**Exercise task**
Reproduce verbatim the lines from the one containing "Give the innermost point of each instance of the navy" through the last line of the records, both included.

** begin Input rows **

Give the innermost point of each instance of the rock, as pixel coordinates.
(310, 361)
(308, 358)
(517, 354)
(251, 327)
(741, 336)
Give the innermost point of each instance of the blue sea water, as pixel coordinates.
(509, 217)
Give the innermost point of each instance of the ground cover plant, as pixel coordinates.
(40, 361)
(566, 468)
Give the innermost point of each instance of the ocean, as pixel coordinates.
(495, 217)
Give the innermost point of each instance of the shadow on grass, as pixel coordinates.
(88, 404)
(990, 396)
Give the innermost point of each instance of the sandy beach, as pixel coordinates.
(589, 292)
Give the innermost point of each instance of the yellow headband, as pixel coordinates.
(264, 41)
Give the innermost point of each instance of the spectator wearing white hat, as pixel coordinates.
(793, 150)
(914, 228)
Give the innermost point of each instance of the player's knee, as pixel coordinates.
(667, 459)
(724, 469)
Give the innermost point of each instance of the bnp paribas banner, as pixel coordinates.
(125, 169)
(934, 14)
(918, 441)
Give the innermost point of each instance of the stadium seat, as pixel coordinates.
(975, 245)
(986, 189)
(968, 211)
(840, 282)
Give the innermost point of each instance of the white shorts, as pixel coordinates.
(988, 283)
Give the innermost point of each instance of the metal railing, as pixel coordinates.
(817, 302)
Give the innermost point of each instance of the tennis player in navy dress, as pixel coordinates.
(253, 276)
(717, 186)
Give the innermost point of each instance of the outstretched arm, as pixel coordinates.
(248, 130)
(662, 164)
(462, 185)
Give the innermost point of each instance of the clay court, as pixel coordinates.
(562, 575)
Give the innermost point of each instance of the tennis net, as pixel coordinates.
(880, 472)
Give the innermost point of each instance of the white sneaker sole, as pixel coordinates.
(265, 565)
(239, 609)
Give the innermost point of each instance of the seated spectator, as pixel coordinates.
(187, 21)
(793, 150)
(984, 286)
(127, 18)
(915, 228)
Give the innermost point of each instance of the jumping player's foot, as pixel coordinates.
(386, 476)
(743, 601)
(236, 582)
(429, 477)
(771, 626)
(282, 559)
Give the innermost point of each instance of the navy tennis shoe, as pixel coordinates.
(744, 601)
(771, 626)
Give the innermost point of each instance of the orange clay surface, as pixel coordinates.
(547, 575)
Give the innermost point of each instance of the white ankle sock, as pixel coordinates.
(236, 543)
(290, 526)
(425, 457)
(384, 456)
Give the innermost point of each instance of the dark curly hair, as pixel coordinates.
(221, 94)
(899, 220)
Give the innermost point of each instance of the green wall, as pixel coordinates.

** end Input rows **

**Exercise output**
Give the innermost point of each instance of the navy tennis shoe, as pixel coordinates.
(744, 601)
(771, 626)
Give the innermost point of each instance of the orange clay surface, as pixel coordinates.
(547, 575)
Give the innermost point of each instance of the white ankle sock, as pixel coordinates.
(236, 543)
(290, 526)
(425, 457)
(384, 456)
Give the innermost point of each instance of the dark curly hair, as pixel coordinates.
(221, 94)
(899, 220)
Give the innermost point of each instance of the green wall, as pixel coordinates.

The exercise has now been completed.